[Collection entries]
|---|

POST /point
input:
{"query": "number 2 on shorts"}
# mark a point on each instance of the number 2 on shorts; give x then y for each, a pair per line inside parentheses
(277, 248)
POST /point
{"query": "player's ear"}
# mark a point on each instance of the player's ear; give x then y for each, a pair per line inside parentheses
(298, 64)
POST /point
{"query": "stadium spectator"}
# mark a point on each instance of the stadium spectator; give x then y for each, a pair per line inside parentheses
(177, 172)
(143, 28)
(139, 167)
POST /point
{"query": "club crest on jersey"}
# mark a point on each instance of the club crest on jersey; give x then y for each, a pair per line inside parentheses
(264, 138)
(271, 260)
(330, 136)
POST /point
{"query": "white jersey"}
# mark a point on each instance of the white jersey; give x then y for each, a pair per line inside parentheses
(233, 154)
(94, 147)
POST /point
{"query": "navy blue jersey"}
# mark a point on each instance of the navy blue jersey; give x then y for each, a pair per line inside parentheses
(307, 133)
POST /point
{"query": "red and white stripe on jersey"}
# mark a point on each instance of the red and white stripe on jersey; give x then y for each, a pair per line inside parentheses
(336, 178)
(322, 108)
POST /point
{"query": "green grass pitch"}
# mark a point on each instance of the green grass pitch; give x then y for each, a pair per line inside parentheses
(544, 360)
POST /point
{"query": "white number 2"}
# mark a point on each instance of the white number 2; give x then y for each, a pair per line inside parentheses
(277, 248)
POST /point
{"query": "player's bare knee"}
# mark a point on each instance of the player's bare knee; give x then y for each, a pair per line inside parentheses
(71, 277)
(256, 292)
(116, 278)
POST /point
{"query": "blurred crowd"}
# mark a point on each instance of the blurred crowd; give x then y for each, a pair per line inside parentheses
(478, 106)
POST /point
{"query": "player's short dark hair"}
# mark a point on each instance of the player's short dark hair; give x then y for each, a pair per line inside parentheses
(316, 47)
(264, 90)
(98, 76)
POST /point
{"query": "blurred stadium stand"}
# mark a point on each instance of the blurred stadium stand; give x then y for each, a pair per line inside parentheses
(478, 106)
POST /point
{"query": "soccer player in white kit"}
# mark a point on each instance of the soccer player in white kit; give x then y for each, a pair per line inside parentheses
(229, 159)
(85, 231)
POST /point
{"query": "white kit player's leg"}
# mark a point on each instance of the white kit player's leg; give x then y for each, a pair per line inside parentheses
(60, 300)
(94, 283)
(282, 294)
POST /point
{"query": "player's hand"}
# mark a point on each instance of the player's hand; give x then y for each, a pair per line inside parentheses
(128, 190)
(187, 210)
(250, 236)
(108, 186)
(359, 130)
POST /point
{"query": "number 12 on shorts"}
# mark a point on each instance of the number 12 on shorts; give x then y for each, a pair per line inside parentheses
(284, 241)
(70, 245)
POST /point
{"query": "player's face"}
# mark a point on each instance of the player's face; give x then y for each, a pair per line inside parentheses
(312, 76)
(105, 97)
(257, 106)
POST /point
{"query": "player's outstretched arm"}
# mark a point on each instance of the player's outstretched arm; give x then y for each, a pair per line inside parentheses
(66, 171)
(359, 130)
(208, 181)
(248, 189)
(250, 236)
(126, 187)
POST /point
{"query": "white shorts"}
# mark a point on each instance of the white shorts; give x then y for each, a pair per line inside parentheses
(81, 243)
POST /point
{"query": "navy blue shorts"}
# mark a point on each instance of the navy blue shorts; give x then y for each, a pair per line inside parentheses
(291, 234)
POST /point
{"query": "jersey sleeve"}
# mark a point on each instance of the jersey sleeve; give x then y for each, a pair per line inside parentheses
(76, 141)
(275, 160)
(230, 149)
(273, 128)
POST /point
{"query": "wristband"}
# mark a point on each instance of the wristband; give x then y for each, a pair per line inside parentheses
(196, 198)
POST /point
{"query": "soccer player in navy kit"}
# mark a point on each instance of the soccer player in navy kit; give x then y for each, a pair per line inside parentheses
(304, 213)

|---|

[EXERCISE OBJECTIVE] The reply must present every entry, transcribed with its exact wording.

[RESPONSE]
POST /point
input:
{"query": "number 2 on shorts"}
# mark a point on each instance of the number 2 on shorts; give x then y for each, a pair per line inside parentheses
(277, 248)
POST /point
{"query": "player's ear"}
# mark a point on each instance of the player's ear; give x then y for each, a pair per line inside parentheses
(298, 64)
POST /point
{"query": "stadium spectator"}
# mark a point on each instance of the stadium spectator; give x then y for each, a pair per line inside parentheses
(177, 172)
(143, 28)
(139, 167)
POST /point
{"query": "club crest on jersey"}
# mark a point on each instance of the club crest on jersey; give x then y for each, a pair per line inside parentheses
(264, 138)
(271, 260)
(330, 136)
POST /point
{"query": "white jersey"}
# mark a point on each instance of the white jersey; give x then y for each, a pair per line inside parentheses
(233, 154)
(94, 147)
POST /point
{"query": "navy blue jersey"}
# mark a point on each instance of the navy blue jersey; give x then y for each, a pair per line inside parentheses
(307, 133)
POST /point
{"query": "red and white stripe on jersey"}
# mark a point on each instance of the red and white stripe on jersey; give x then y for each, a pair per line inside parentheses
(336, 178)
(322, 108)
POST /point
{"query": "green grass pitch"}
# mark a point on each instance of the green grass pitch; give x then y for each, a pair per line inside parentheses
(544, 360)
POST /point
{"query": "white number 2"}
# mark a point on each instance of the white number 2; give x then y for each, a pair per line inside parentheses
(277, 248)
POST /point
{"query": "player's bare knee"}
# mark a point on each instance of the player's bare knee; give x then y for each, a pair per line inside parentheses
(71, 277)
(256, 292)
(116, 278)
POST /point
{"query": "blurred crowd"}
# mark a point on each instance of the blurred crowd; give x then y for each, a pair per line inside parentheses
(478, 106)
POST /point
{"query": "player's short dark hair"}
# mark a point on each instance of the player's short dark hair; give x then y for each, a pair per line inside parentheses
(316, 47)
(264, 90)
(98, 76)
POST /point
{"query": "blurred stadium stand"}
# mark a point on each instance of the blurred stadium stand; give x then y for each, a pair per line inside parentheses
(478, 106)
POST /point
{"query": "soccer player in white kit"}
# mark a point on each instance of the soccer player in white kit; give x then y for each, a pair per line inside parentheses
(229, 159)
(85, 231)
POST /point
{"query": "white kit player's leg"}
# mark a point on each instance of the white kit player's leg; give x then y for each, a pair per line inside parentheses
(60, 300)
(94, 283)
(282, 294)
POST /point
{"query": "player's hand"}
# mark a point on each instance of the player's hand; give x then y for each, a pair per line inside parentheses
(128, 190)
(187, 210)
(250, 236)
(108, 186)
(359, 130)
POST /point
{"query": "number 12 on shorts"}
# mark a point on each instance of the number 12 on shorts; give x then y for each, a pair per line inside parentheses
(284, 241)
(70, 245)
POST /point
{"query": "player's face"}
# mark a point on each instance of the player's face; give x then y for each, a pair per line inside parentheses
(312, 76)
(105, 97)
(257, 106)
POST /point
{"query": "player's outstretched arm"}
# mark a point on each instance of the player's outstretched arm; give x then y for each, a pair per line inside parentheses
(66, 171)
(359, 130)
(208, 181)
(248, 189)
(250, 236)
(126, 187)
POST /point
{"query": "white shorts"}
# mark a point on each instance of the white shorts; give x then y for each, a pair per line inside parentheses
(81, 243)
POST /point
{"query": "navy blue shorts"}
# mark a point on each instance of the navy blue shorts; give x then y for each, a pair per line inside parentheses
(291, 234)
POST /point
{"query": "jersey sleeve"}
# mark a point on each instance of the jersey sleeve; give x then y for each, a pair per line inside parentheses
(76, 141)
(275, 160)
(230, 149)
(273, 128)
POST /point
{"query": "wristband"}
# mark a point on each instance of the wristband; give x then y for each, a pair per line inside parentheses
(196, 198)
POST /point
{"query": "soccer player in navy kit"}
# mark a point on each instance of the soccer player in navy kit; give x then y for each, a pair per line inside parentheses
(304, 213)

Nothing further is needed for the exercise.